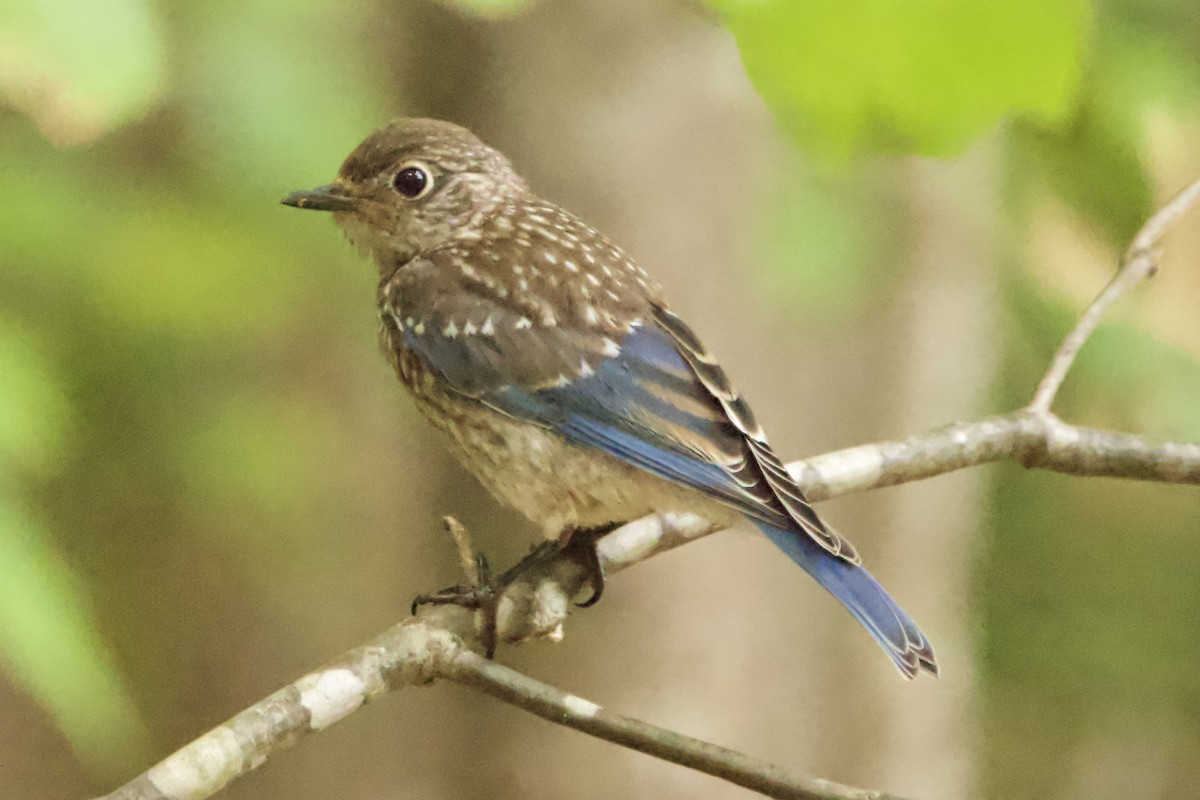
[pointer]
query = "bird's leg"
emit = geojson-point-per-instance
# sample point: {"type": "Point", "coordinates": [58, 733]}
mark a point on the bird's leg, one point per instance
{"type": "Point", "coordinates": [481, 596]}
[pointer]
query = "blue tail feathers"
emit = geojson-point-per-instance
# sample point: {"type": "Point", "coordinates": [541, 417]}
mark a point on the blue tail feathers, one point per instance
{"type": "Point", "coordinates": [864, 597]}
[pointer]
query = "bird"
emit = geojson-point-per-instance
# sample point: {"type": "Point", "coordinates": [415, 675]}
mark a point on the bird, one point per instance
{"type": "Point", "coordinates": [556, 370]}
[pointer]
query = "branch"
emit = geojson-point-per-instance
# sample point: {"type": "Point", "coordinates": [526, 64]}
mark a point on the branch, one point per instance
{"type": "Point", "coordinates": [1140, 262]}
{"type": "Point", "coordinates": [443, 641]}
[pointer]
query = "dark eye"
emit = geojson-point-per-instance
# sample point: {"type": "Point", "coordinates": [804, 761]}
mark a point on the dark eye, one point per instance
{"type": "Point", "coordinates": [413, 181]}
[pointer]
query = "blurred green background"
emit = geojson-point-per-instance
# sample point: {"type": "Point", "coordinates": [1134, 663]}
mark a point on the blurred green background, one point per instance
{"type": "Point", "coordinates": [883, 216]}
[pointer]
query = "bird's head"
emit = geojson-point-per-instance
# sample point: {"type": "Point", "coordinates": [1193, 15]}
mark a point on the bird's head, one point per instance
{"type": "Point", "coordinates": [414, 185]}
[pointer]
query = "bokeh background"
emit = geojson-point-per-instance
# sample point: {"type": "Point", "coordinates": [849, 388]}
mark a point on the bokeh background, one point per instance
{"type": "Point", "coordinates": [882, 218]}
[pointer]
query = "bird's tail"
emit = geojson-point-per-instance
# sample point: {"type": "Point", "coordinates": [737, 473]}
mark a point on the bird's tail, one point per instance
{"type": "Point", "coordinates": [864, 597]}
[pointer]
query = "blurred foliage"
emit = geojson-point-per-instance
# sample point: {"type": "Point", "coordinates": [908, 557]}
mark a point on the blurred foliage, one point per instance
{"type": "Point", "coordinates": [79, 68]}
{"type": "Point", "coordinates": [925, 76]}
{"type": "Point", "coordinates": [490, 8]}
{"type": "Point", "coordinates": [48, 642]}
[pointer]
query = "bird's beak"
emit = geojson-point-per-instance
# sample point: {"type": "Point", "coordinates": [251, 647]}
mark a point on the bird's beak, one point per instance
{"type": "Point", "coordinates": [330, 197]}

——————————

The whole listing, pictures excluded, should be output exactly.

[pointer]
query = "bird's leg"
emit = geojson-point-per-instance
# sample point: {"type": "Point", "coordinates": [58, 733]}
mark a point on the bird's leg, one point per instance
{"type": "Point", "coordinates": [481, 596]}
[pointer]
query = "blue tail feathers"
emit = geojson-point-per-instance
# sample point: {"type": "Point", "coordinates": [541, 417]}
mark a point on the blue tail feathers, one point per instance
{"type": "Point", "coordinates": [864, 597]}
[pointer]
query = "bird"
emit = geojson-point-per-instance
# sample point: {"type": "Point", "coordinates": [415, 675]}
mark a point on the bird, one point per instance
{"type": "Point", "coordinates": [556, 370]}
[pointer]
query = "branch"
emit = geojson-point-per-instance
# sample point: {"type": "Point", "coordinates": [526, 64]}
mark a point on the branch, one point per instance
{"type": "Point", "coordinates": [1140, 262]}
{"type": "Point", "coordinates": [443, 641]}
[pointer]
query = "dark eye"
emit = geojson-point-per-instance
# sample point: {"type": "Point", "coordinates": [804, 761]}
mark a point on the dark eye, one point per instance
{"type": "Point", "coordinates": [413, 181]}
[pointer]
query = "blurred green background"
emit = geojson-point-per-instance
# sample point: {"type": "Point", "coordinates": [1134, 663]}
mark a point on the blurred green background, one point per instance
{"type": "Point", "coordinates": [883, 216]}
[pointer]
query = "bird's head"
emit = geojson-point-per-instance
# sample point: {"type": "Point", "coordinates": [1193, 15]}
mark a point on the bird's head, one point per instance
{"type": "Point", "coordinates": [414, 185]}
[pointer]
query = "bokeh background"
emit = geojson-point-per-instance
# sample point: {"type": "Point", "coordinates": [849, 388]}
mark a point on the bokeh background, one point per instance
{"type": "Point", "coordinates": [882, 218]}
[pointer]
query = "bird's tail"
emit = geojson-point-per-instance
# sample point: {"type": "Point", "coordinates": [737, 473]}
mark a point on the bird's tail, one point per instance
{"type": "Point", "coordinates": [864, 597]}
[pointer]
query = "blurred foliage"
emit = geojson-point-per-instance
# sample point: {"type": "Point", "coordinates": [908, 557]}
mark a point on the blurred foliage, one point per instance
{"type": "Point", "coordinates": [79, 68]}
{"type": "Point", "coordinates": [925, 76]}
{"type": "Point", "coordinates": [490, 8]}
{"type": "Point", "coordinates": [48, 642]}
[pointer]
query = "bird's beak"
emit = geojson-point-per-instance
# sample point: {"type": "Point", "coordinates": [251, 647]}
mark a point on the bird's beak, one point per instance
{"type": "Point", "coordinates": [330, 197]}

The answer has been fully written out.